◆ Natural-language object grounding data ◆
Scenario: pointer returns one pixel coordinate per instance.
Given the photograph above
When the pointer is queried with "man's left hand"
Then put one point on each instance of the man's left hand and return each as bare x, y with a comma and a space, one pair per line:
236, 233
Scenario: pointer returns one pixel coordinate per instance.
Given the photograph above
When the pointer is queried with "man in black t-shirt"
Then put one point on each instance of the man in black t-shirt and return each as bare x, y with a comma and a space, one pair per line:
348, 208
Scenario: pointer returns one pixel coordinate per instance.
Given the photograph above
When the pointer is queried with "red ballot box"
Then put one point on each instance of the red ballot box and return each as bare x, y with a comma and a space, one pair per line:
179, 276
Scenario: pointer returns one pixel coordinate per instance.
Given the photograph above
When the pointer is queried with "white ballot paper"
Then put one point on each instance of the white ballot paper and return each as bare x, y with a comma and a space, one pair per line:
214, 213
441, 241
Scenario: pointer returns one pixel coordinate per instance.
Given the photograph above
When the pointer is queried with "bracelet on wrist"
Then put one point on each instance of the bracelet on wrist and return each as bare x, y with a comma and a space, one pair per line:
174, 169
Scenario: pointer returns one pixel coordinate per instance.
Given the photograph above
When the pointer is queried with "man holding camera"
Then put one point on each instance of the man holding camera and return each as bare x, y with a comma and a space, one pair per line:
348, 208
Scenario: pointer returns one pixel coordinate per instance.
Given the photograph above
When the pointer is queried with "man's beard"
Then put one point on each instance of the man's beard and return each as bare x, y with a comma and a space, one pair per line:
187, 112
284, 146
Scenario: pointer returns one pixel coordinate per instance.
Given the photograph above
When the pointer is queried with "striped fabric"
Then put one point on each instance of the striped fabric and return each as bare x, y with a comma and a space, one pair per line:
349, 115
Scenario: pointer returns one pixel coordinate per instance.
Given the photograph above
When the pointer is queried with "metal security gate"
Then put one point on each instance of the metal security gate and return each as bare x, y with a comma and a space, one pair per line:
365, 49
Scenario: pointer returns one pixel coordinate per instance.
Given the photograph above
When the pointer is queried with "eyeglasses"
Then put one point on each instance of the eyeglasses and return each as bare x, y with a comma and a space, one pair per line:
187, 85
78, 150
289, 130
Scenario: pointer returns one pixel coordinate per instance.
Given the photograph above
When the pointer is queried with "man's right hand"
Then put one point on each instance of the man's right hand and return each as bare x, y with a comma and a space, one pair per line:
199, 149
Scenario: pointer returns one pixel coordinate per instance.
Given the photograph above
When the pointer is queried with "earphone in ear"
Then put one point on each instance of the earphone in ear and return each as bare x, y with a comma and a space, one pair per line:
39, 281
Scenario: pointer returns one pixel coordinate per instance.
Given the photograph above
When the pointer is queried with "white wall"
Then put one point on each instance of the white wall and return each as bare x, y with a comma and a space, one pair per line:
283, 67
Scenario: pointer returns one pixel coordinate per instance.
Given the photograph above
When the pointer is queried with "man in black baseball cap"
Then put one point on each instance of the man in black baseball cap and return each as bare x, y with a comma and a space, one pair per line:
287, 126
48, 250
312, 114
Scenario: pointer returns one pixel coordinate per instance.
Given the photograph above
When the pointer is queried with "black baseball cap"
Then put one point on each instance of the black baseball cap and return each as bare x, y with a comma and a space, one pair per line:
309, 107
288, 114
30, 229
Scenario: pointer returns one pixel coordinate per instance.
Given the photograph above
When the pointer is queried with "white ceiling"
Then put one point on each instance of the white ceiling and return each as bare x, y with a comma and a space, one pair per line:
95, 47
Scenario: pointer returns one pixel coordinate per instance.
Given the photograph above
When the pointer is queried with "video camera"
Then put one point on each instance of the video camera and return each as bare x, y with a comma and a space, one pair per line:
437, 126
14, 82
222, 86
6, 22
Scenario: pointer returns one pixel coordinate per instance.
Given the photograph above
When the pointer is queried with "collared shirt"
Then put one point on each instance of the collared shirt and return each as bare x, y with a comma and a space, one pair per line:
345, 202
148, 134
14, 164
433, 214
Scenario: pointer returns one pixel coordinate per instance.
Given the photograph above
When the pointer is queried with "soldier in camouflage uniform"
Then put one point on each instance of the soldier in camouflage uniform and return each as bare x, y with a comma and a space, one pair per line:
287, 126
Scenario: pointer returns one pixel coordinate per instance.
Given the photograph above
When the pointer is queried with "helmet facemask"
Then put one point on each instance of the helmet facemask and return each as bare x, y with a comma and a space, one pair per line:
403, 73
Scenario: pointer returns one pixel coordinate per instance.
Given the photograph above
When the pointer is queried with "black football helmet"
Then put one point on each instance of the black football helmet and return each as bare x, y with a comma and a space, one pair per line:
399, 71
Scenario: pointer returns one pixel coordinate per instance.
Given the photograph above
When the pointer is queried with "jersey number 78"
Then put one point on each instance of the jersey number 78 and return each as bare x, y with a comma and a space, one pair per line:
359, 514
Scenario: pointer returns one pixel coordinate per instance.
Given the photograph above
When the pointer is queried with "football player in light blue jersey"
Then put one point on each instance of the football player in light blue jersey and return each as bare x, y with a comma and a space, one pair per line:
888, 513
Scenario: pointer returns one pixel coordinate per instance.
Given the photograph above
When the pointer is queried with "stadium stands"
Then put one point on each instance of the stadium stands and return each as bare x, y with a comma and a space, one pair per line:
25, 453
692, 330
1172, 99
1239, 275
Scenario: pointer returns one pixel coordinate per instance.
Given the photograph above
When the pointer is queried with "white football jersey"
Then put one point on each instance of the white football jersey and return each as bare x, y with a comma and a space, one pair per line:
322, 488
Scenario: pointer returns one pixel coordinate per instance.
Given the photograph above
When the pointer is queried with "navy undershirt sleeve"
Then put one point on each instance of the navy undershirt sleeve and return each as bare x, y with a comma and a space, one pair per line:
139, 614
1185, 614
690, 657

◆ PROBLEM REQUIREMENTS ◆
Your task is to retype the records above exactly.

◆ RESPONSE BELOW ◆
Scenario: pointer returns one pixel coordinate per instance.
Given the photograph above
When the pointer is queried with "man's left hand"
Then put one point on each instance of the man's left hand and return each as bare x, y with a comma and a space, one pair per line:
236, 233
Scenario: pointer returns one pixel coordinate per instance.
Given the photograph above
When the pointer is queried with "man in black t-shirt"
Then put one point on each instance of the man in black t-shirt and return each as bare x, y with a comma and a space, one pair per line:
348, 208
Scenario: pointer returns one pixel coordinate per instance.
Given the photograph above
When the pointer is queried with "red ballot box"
Then put one point on each instance of the red ballot box and return each as bare x, y with a comma and a space, one pair per line:
179, 276
Scenario: pointer returns one pixel coordinate per instance.
Given the photograph above
When the pointer is queried with "white ballot paper"
Then put one point on each instance of the white ballot paper and return each as bare x, y with a comma and a space, one pair per line:
214, 213
441, 241
Scenario: pointer returns one pixel coordinate per instance.
Given the photograph above
When the pointer is queried with "bracelet on wrist"
Then put one point on each instance of the bracelet on wrist and return each as bare x, y with a comma and a space, one pair per line:
174, 169
Scenario: pointer returns one pixel coordinate per instance.
Given the photograph above
When the pointer is queried with "man holding camera"
Then put one point on each instance of the man holding camera and return each as bare x, y with a comma and a space, one pair per line:
348, 208
Scenario: pointer returns one pixel coordinate per instance.
Given the photograph above
When the pointer is queried with "man's beard"
Then put one point on each instance of the man's beard and return each as bare x, y with a comma and a space, one pair per line:
187, 112
284, 146
Scenario: pointer returns one pixel coordinate per instance.
Given the photograph above
When the pointer is queried with "striped fabric"
Then put one point on each instance of the striped fabric and return each as bare x, y with a comma and a space, one pair per line:
349, 115
Scenario: pointer returns one pixel coordinate per instance.
Given the photograph above
When the pointer is queried with "metal security gate"
Then put one point on each instance of the metal security gate and return each as bare x, y with a comma and a space, one pair per line:
365, 49
Scenario: pointer returns one pixel coordinate per instance.
Given the photograph above
When the pointer is queried with "eyeglasses"
Then put one point on each instance of the eyeglasses and return each as bare x, y with a comma and a space, one pair per line:
187, 85
78, 150
289, 130
Scenario: pointer returns one pixel coordinate per instance.
Given the photograph above
When the pointer is queried with "man's right hand"
Then put one point on each instance of the man's right hand and return each as bare x, y with a comma and a space, one pair per line:
199, 149
Scenario: pointer returns one pixel coordinate per instance.
Given the photograph above
When the pointer is queried with "earphone in ear"
Then put one point on each instance of the earphone in ear and return each as bare x, y with a comma and a space, one pair per line:
39, 281
Scenario: pointer returns one pixel coordinate per instance.
Given the photograph above
When the pointer is queried with "white wall"
Then put one point on each instance of the white wall and return each as bare x, y with a comma and a space, one pair per line:
283, 67
Scenario: pointer returns one pixel coordinate per instance.
Given the photograph above
When the pointer is queried with "man in black baseball cap"
Then put one point on each instance of the man in black baseball cap and return each as bare x, y with a comma and a space, one pair per line:
287, 126
48, 250
312, 114
Scenario: pointer returns one pixel coordinate per instance.
Given the photograph above
When the pointer is queried with "black baseball cap"
Then put one point on each instance of the black baseball cap and return each as bare x, y with a comma and a space, one pair per line:
309, 107
288, 114
30, 229
Scenario: pointer returns one pixel coordinate per instance.
Given the photograph above
When the pointer is queried with "white ceiling"
Then put one point on each instance of the white ceiling and return each as bare x, y with a comma and a space, one pair per line:
95, 47
Scenario: pointer returns one pixel coordinate per instance.
Given the photograph above
When the pointer is queried with "video camera"
Then put one point on each instance of the video camera and return each as bare x, y with a comma and a space, one pair per line:
437, 126
14, 82
222, 86
6, 22
Scenario: pointer returns one pixel coordinate per instance.
Given the photograph above
When the pointer is queried with "collared shirt"
Then put one point on each instance of the collared shirt and return each as bare x, y with a comma and a space, one pair per line:
345, 202
148, 134
14, 164
433, 214
Scenario: pointer returns one pixel coordinate per instance.
Given the photograph above
When the pointer is queried with "soldier in camouflage uniform"
Then put one point on each instance of the soldier in camouflage uniform and return each as bare x, y with a comma and a space, one pair per line:
287, 126
Scenario: pointer returns one pixel coordinate per instance.
Given the photograph above
When the pointer is queried with "helmet facemask"
Then put one point on each instance of the helmet facemask and return each as bare x, y with a comma and a space, one pair per line:
403, 73
Scenario: pointer returns one pixel coordinate per instance.
Given the photograph above
When the pointer is queried with "black football helmet"
Then put one point on each instance of the black football helmet and return each as bare x, y with a comma and a space, one pair per line:
399, 71
Scenario: pointer returns one pixel coordinate per instance.
Given the photograph above
When the pointer is queried with "jersey number 78"
Then put one point on each instance of the jersey number 78 and return each as bare x, y with a comma and a space, one pair per line:
359, 514
Scenario: pointer returns one pixel coordinate per instance.
Given the photograph above
When the pointer is queried with "football player in light blue jersey"
Then put one point on each instance of the football player in light blue jersey and return each as bare x, y with a comma and a space, one pair per line:
888, 513
Scenario: pointer returns one pixel coordinate per instance.
Given the photograph above
When the pointer is queried with "stadium stands"
Then put one point on each instance of the stadium stands and return each as bare x, y with a comma and a space, one pair per line:
25, 453
692, 330
1172, 99
1239, 275
Scenario: pointer returns one pixel coordinate per instance.
Given the photograph above
When the pointer is queried with "white football jersey"
Then put one point on each instance of the white football jersey and return each as bare x, y with a comma and a space, one pair per line:
322, 488
Scenario: pointer returns one pixel coordinate per instance.
Given the photograph above
When the pointer is queried with "navy undershirt sleeve"
Then put one point on each instance of the navy undershirt sleeve and return each as bare x, y with a comma and a space, one pair per line:
139, 614
1185, 614
690, 657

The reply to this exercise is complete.